Source excerpt =>
Mine takes between 45 mins and 1 1/4 hrs per horse depending which one it is!  Have to say like those above I would be really concerned if he was taking 20 mins to fully hot shoe a horse!  Especially for £60 a time. It might be that there haven't been problems in terms of shoes etc falling off but, speaking from experience with a previous farrier, that doesn't mean the horses feet are perfectly balanced and shoes made to fit! My farrier takes each shoe back to the anvil at least twice to make sure it is just right.
PS Henryhorn, my farrier shoes for the queen now - he must have taken over when yours moved away!!


----------



## MagicMelon (13 November 2007)

Usually about 45 mins - 1 hour a horse. But that's because he moans of a sore back and needs regular cigarette / coffee breaks!


----------



## AnnaJ (13 November 2007)

Ours takes about 2 1/2 hrs for a trim and a full shoe!!! He is a right chatter box too!!!!


----------



## Benjamin (13 November 2007)

My farrier usually takes about an hour to an hour and a half!

My old 'kwik fit fitter' used to take 20 minutes!

Supplied entries =>
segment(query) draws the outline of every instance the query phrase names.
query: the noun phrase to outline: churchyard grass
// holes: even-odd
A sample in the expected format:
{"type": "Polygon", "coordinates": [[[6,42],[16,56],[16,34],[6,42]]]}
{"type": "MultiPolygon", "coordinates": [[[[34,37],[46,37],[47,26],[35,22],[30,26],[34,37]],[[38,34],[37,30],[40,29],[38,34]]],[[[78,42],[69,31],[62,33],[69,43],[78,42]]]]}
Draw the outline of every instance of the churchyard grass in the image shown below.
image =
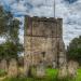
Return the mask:
{"type": "Polygon", "coordinates": [[[81,69],[78,69],[78,76],[73,79],[57,79],[57,69],[46,69],[46,77],[45,78],[12,78],[5,79],[3,81],[81,81],[81,69]]]}

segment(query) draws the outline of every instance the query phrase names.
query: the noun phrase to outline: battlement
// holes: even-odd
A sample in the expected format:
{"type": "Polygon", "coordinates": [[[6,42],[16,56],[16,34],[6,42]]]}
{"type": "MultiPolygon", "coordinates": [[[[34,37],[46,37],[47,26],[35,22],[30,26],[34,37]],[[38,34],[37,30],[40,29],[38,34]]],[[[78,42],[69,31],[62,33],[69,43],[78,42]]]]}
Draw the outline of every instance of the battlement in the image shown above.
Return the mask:
{"type": "Polygon", "coordinates": [[[53,23],[63,22],[63,18],[54,18],[54,17],[39,17],[39,16],[31,17],[26,15],[25,18],[29,18],[31,21],[37,21],[37,22],[53,22],[53,23]]]}

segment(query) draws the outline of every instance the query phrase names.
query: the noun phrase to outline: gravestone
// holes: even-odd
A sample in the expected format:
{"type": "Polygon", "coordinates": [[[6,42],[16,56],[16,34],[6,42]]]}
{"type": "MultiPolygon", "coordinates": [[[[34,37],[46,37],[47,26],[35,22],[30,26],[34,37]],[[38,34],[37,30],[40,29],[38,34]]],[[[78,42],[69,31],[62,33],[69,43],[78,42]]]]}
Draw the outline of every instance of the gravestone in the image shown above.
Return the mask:
{"type": "Polygon", "coordinates": [[[9,77],[17,77],[17,75],[18,75],[17,62],[16,62],[16,59],[12,58],[10,60],[8,76],[9,77]]]}
{"type": "Polygon", "coordinates": [[[6,64],[6,60],[5,59],[2,59],[1,60],[0,69],[2,69],[4,71],[8,71],[8,64],[6,64]]]}
{"type": "Polygon", "coordinates": [[[38,78],[42,78],[45,76],[45,68],[44,68],[44,64],[43,63],[40,63],[38,66],[37,66],[37,77],[38,78]]]}
{"type": "Polygon", "coordinates": [[[75,78],[77,76],[79,64],[77,62],[70,60],[68,63],[68,76],[75,78]]]}
{"type": "Polygon", "coordinates": [[[67,67],[66,67],[66,65],[64,65],[58,70],[58,78],[64,79],[66,77],[67,77],[67,67]]]}

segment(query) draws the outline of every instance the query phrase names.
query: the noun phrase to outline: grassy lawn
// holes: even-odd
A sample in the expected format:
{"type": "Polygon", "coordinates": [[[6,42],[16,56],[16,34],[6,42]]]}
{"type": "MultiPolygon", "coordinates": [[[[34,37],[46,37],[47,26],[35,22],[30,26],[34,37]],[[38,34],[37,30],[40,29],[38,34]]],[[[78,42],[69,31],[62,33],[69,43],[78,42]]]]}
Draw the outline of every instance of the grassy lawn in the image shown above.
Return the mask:
{"type": "Polygon", "coordinates": [[[39,78],[14,78],[14,79],[5,79],[3,81],[81,81],[81,69],[78,69],[78,76],[76,79],[64,79],[58,80],[56,78],[57,70],[56,69],[46,69],[46,77],[43,79],[39,78]]]}

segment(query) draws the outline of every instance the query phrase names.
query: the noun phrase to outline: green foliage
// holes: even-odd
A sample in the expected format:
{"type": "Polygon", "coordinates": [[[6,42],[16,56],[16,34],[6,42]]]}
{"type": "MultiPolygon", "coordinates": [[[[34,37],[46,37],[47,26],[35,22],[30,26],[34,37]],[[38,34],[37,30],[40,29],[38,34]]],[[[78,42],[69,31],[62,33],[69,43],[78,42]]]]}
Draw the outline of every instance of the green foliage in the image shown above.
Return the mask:
{"type": "Polygon", "coordinates": [[[68,59],[73,59],[81,63],[81,36],[75,38],[67,48],[68,59]]]}
{"type": "Polygon", "coordinates": [[[4,76],[6,76],[6,71],[3,69],[0,69],[0,77],[4,77],[4,76]]]}
{"type": "Polygon", "coordinates": [[[22,44],[17,45],[12,41],[6,41],[0,44],[0,59],[17,58],[17,53],[23,51],[22,44]]]}

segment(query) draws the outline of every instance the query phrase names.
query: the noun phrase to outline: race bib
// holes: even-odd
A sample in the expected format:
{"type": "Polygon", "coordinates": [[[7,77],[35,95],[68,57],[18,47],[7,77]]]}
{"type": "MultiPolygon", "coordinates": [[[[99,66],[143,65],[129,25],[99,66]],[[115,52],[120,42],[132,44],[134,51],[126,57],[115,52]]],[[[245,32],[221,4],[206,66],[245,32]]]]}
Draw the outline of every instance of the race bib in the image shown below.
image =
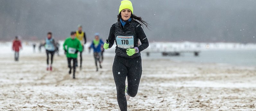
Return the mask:
{"type": "Polygon", "coordinates": [[[49,50],[54,50],[54,47],[53,45],[46,44],[45,46],[45,49],[49,50]]]}
{"type": "Polygon", "coordinates": [[[76,49],[74,48],[69,47],[68,48],[68,53],[71,54],[75,54],[76,49]]]}
{"type": "Polygon", "coordinates": [[[119,47],[128,48],[134,47],[133,36],[117,36],[116,39],[119,47]]]}

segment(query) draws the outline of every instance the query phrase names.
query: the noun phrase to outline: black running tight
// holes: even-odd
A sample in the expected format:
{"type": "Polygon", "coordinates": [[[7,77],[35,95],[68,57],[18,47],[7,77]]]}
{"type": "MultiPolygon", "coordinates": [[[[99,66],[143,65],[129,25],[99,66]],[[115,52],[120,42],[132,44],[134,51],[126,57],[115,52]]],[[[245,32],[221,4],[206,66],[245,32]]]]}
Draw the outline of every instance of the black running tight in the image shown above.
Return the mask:
{"type": "Polygon", "coordinates": [[[50,51],[46,50],[46,55],[47,56],[47,59],[46,59],[46,62],[47,63],[47,65],[49,64],[49,54],[51,54],[51,64],[52,64],[53,59],[53,55],[54,55],[54,51],[50,51]]]}
{"type": "Polygon", "coordinates": [[[127,77],[127,93],[133,97],[138,91],[142,72],[140,56],[127,58],[116,55],[112,67],[116,87],[117,101],[121,111],[127,110],[127,102],[125,94],[125,80],[127,77]]]}

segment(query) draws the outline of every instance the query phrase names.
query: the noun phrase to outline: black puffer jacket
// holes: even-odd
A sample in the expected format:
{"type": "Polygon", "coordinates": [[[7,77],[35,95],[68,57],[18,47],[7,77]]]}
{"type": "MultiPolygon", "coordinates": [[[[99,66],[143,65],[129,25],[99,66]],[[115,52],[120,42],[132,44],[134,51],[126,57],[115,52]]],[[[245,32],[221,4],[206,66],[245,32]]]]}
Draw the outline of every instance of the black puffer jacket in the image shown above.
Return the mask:
{"type": "Polygon", "coordinates": [[[122,25],[120,22],[117,22],[113,24],[110,28],[109,35],[108,39],[109,42],[109,47],[111,48],[113,46],[114,42],[115,40],[117,46],[116,47],[115,52],[116,55],[128,58],[133,58],[140,56],[141,55],[140,52],[147,48],[149,46],[148,41],[140,25],[138,22],[134,20],[132,20],[127,23],[124,27],[122,25]],[[133,48],[135,47],[137,47],[139,49],[139,53],[136,53],[131,56],[127,55],[126,50],[129,48],[121,48],[121,47],[120,47],[120,43],[122,43],[123,42],[123,41],[121,42],[120,41],[121,40],[120,39],[117,40],[117,37],[120,36],[123,37],[133,36],[134,43],[133,45],[132,46],[133,47],[130,48],[133,48]],[[139,39],[141,43],[141,45],[139,46],[138,46],[139,39]],[[119,42],[117,42],[117,41],[119,41],[119,42]],[[118,42],[119,43],[119,45],[118,42]],[[120,47],[118,47],[119,46],[120,47]]]}

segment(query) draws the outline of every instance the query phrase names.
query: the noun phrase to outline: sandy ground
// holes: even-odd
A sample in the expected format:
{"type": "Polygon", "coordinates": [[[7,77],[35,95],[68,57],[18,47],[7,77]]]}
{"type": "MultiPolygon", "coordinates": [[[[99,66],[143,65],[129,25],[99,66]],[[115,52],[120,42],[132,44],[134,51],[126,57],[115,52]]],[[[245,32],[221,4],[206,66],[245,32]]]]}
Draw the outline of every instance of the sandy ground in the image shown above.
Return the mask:
{"type": "MultiPolygon", "coordinates": [[[[0,57],[0,110],[118,111],[111,69],[106,57],[96,72],[84,56],[77,79],[66,58],[55,56],[46,71],[45,54],[0,57]]],[[[143,75],[130,111],[256,110],[256,67],[177,62],[143,58],[143,75]]]]}

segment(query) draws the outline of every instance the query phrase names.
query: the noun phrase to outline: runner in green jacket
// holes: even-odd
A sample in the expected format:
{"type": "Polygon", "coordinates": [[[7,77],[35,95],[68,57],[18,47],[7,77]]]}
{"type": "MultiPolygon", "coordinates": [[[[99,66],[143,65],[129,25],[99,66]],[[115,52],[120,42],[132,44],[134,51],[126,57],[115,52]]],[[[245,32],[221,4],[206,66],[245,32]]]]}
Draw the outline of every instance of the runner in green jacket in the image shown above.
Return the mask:
{"type": "Polygon", "coordinates": [[[68,38],[65,40],[63,47],[67,58],[68,67],[70,69],[69,72],[70,74],[71,73],[72,69],[72,67],[71,66],[71,61],[73,59],[73,78],[75,79],[75,64],[77,63],[77,53],[78,51],[80,52],[82,51],[83,49],[80,41],[75,38],[75,32],[72,32],[70,35],[71,37],[68,38]]]}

Task set =>
1) Transcribe the farrier thread from "## AnnaJ (13" up to and including "take 20 minutes!".
2) Which usernames appear as post headings in the farrier thread? List every one.
3) Carry the farrier thread forward from its last line.
The data above come from a source unrelated to the farrier thread.

Responses in order =>
1)
## AnnaJ (13 November 2007)

Ours takes about 2 1/2 hrs for a trim and a full shoe!!! He is a right chatter box too!!!!


----------



## Benjamin (13 November 2007)

My farrier usually takes about an hour to an hour and a half!

My old 'kwik fit fitter' used to take 20 minutes!

2) MagicMelon, AnnaJ, Benjamin

3)
----------



## Tia (13 November 2007)

Mine cold shoes - and works very hard and very quickly - he's been a farrier for 30 years and is very very good at his job.   I wouldn't ever want to change him.


----------



## Enfys (13 November 2007)

I had a trimmer that took an hour per horse! After two visits for 5 horses each time I sacked him! 

Farrier in the UK took about an hour to hot shoe each horse.


----------



## Nickijem (13 November 2007)

Thanks for all your opinions - I am really pleased with the work my farrier does - and I feel I get my money's worth, he charges £50.00 for a set of four new shoes, hot shod so perhaps I should be more grateful that he takes his time and doesn't rush!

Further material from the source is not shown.